▶ EXTRACT PROVIDED:
»»

After Zia's takeover in 1977, the influence of socialism and modernism started to wane and religious parties felt empowered by Zia's islamization program. They began to recruit workers and volunteers. In February 1978, Ali Basti, a Shia neighborhood in Karachi, was attacked by a Deobandi mob and 5 men were killed. Next Muharram, in 1978, Azadari processions were attacked in Lahore and Karachi leaving 22 Shias dead. After Soviet Union invaded Afghanistan in 1979, the country became a safe haven for Shia phobic militants. They could now train in the name of Afghan Jihad, kill Shias and go to Afghanistan in hiding. The number of hate crimes against the Shias increased. During Muharram 1980, the Afghan Refugees settled near Parachinar attacked Shia villages and in 1981, they expelled Shias from Sada. At that time, Kurram Militia was employed in Kurram Agency and they successfully contained this violence. In 1983, Shias neighbourhoods of Karachi were attacked on Eid Milad-un-Nabi. 94 houses were set on fire, 10 Shias were killed. On Muharram 1983, there were again attacks on Shias in Karachi. On 6 July 1985, police opened fire on a Shia demonstration in Quetta, killing 17 Shias. Shias responded and 11 attackers were killed. According to police report, among the 11 attackers who died in the clash only 2 were identified as police sepoys and 9 were civilian Deobandis wearing fake police uniforms. In Muharram 1986, 7 Shias were killed in Punjab, 4 in Lahore, 3 in Layyah. In July 1987, Shias of Parachinar, who were ready to defend, were attacked by the Afghan Mujahideen again and as a result, 52 Shias and 120 attackers lost their lives. In 1988, Shia procession was banned in Dera Ismail Khan and 9 unarmed Shia civilians were shot dead while defying the ban. The government had to restore the procession. In the 1988 Gilgit Massacre, Osama bin Laden-led Sunni tribals assaulted, massacred and raped Shia civilians in Gilgit after being inducted by the Pakistan Army to quell a Shia uprising in Gilgit.

It is important to note here that it was not Zia, but Liaquat Ali Khan who had patronised the perpetrators of Lucknow sectarianism and started the process of Islamization. Ayyub Khan not only alienated Bengalis but also promoted a historical narrative of Ghulam Ahmad Pervaiz, a conspiracy theorist who attacked Shias in his books like Shahkaar-e-Risalat. Long before Zia, the two-nation theory of Jinnah had been attributed to Ahmad Sirhindi and Shah Waliullah. These hate preachers were presented as heroes and real founders of Pakistan in Syllabus.

««

▶ PROVIDED MATERIAL:
»»

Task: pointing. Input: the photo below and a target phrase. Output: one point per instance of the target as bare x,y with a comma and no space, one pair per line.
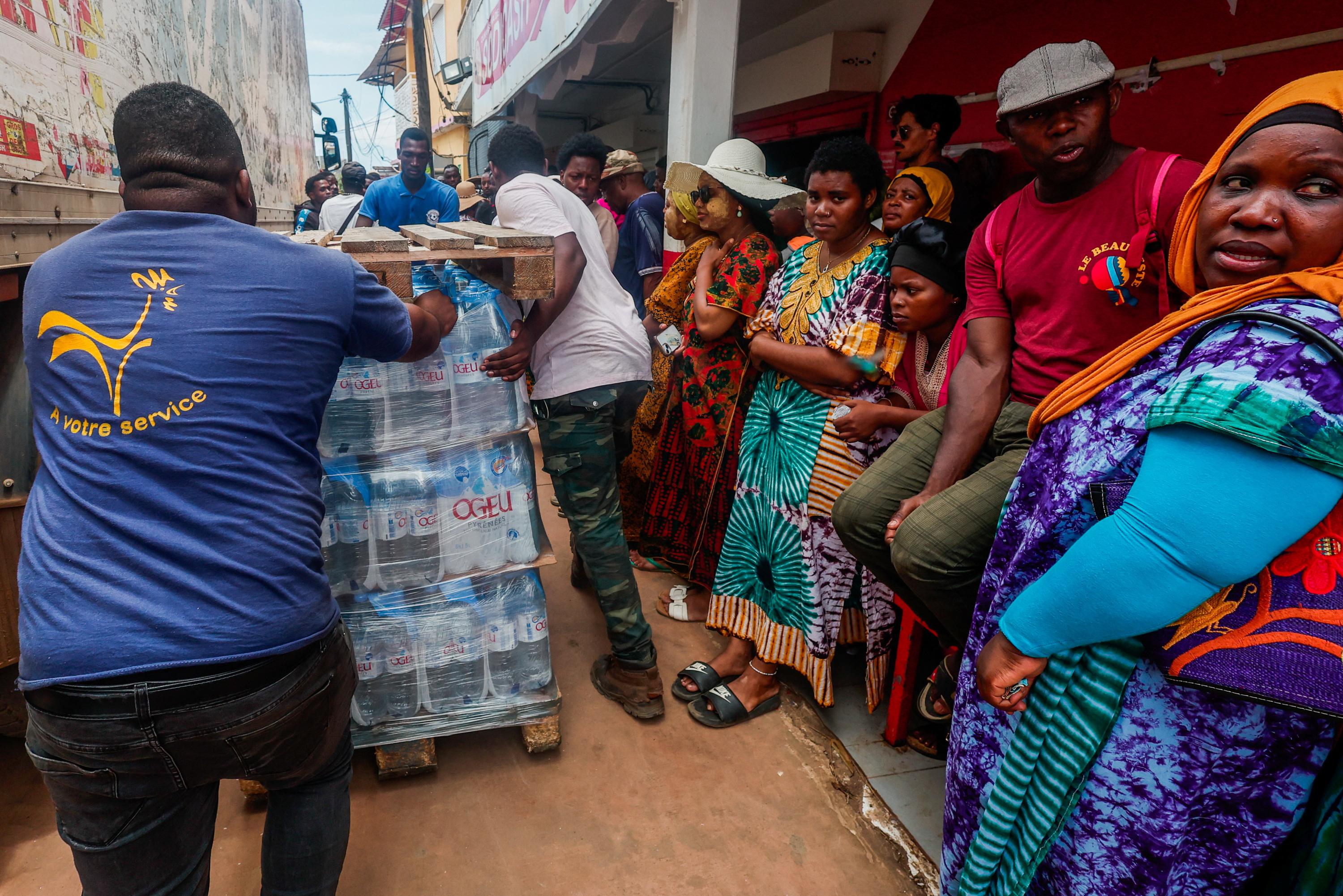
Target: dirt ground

««

▶ THE TASK: Please pull out, word for word, the part of the passage on attacks against Shias in Pakistan that opens with the words "It is important" and closes with "Pakistan in Syllabus.". The data isn't needed for anything here.

▶ ANSWER FOR THE TASK:
It is important to note here that it was not Zia, but Liaquat Ali Khan who had patronised the perpetrators of Lucknow sectarianism and started the process of Islamization. Ayyub Khan not only alienated Bengalis but also promoted a historical narrative of Ghulam Ahmad Pervaiz, a conspiracy theorist who attacked Shias in his books like Shahkaar-e-Risalat. Long before Zia, the two-nation theory of Jinnah had been attributed to Ahmad Sirhindi and Shah Waliullah. These hate preachers were presented as heroes and real founders of Pakistan in Syllabus.